STATED GOAL: Present the lines of the entries below as a numbered list, omitting blank lines. Start at the beginning of the entries and end at the line containing "[240,100,318,144]".

Data entries:
▽

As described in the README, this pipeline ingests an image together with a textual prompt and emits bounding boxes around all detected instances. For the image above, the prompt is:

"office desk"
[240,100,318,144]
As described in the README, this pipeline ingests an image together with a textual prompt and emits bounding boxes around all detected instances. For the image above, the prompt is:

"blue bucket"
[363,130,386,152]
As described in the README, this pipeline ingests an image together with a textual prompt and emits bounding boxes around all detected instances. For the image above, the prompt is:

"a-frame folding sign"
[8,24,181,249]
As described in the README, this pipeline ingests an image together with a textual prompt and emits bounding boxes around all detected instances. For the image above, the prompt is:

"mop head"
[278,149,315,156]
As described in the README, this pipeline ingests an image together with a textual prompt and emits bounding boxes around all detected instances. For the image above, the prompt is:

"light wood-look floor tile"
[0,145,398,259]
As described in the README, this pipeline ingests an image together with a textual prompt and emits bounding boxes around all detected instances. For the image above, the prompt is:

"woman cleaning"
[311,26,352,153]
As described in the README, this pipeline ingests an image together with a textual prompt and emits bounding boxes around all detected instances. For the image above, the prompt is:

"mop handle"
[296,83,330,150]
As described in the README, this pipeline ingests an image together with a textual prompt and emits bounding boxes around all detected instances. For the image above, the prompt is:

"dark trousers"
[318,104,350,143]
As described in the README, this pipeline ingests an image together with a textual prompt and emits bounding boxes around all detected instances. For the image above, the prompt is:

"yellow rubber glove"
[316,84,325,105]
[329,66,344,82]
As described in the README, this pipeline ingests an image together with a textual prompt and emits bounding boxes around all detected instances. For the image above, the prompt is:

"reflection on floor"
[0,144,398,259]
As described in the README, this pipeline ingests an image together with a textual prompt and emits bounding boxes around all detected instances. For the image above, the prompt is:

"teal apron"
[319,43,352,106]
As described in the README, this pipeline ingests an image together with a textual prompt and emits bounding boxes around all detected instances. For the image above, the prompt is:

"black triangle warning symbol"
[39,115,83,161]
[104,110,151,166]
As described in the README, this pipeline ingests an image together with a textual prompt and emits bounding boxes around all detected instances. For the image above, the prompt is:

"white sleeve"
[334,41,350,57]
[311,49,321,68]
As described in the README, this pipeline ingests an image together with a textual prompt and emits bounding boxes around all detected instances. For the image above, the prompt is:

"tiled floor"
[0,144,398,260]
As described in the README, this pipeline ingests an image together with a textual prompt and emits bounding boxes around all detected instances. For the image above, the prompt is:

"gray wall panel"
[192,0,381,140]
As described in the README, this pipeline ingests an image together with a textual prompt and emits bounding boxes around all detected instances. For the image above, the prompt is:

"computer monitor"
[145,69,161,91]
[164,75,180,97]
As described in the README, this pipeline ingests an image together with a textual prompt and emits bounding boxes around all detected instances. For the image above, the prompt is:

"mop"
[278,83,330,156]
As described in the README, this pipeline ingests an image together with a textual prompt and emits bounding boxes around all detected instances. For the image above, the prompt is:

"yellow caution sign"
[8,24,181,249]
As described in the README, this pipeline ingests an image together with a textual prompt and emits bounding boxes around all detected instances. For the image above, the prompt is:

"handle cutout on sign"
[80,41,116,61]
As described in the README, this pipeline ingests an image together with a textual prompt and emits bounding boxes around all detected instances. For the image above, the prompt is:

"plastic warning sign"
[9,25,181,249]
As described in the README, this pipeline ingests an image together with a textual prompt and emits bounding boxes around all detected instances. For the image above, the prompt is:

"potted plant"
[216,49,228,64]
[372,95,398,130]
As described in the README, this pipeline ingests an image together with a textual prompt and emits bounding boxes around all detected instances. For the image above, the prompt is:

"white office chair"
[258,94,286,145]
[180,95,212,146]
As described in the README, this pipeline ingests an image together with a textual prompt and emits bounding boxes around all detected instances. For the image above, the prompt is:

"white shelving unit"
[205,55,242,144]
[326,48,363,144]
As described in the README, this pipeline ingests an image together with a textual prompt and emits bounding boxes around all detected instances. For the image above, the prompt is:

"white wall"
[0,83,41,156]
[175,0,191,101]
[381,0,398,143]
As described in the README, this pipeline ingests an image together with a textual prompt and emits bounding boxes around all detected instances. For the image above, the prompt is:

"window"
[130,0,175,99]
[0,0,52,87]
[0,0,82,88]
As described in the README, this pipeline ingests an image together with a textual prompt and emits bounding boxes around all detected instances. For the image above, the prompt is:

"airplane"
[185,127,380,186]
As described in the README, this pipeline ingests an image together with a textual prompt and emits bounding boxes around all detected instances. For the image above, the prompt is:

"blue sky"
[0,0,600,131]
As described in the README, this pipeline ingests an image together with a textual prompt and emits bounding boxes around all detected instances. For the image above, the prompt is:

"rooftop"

△

REPLY:
1. As described in the README, this pipeline ingests an image together with a textual prompt and emits bounding boxes around all detected instances. For the image above, the prompt is:
2. "office desk"
3. [240,100,318,144]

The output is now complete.